● **Exercise aim**
In the answer, every entry must appear exactly as given.

● **Provided entries**

=== Section Start ===

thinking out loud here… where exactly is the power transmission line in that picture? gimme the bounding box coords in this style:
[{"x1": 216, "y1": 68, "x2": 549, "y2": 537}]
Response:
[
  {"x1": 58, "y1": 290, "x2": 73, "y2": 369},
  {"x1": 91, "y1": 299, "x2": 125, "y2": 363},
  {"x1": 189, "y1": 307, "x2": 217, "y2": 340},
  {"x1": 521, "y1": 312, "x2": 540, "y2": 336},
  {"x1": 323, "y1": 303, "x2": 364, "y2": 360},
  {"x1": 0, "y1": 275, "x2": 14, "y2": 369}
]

=== Section End ===

● **Result**
thinking out loud here… where exactly is the power transmission line in that picture? gimme the bounding box coords in this style:
[{"x1": 216, "y1": 68, "x2": 549, "y2": 537}]
Response:
[
  {"x1": 58, "y1": 290, "x2": 73, "y2": 369},
  {"x1": 91, "y1": 299, "x2": 125, "y2": 363},
  {"x1": 189, "y1": 307, "x2": 217, "y2": 340},
  {"x1": 521, "y1": 312, "x2": 540, "y2": 336},
  {"x1": 323, "y1": 303, "x2": 364, "y2": 360},
  {"x1": 0, "y1": 275, "x2": 14, "y2": 369}
]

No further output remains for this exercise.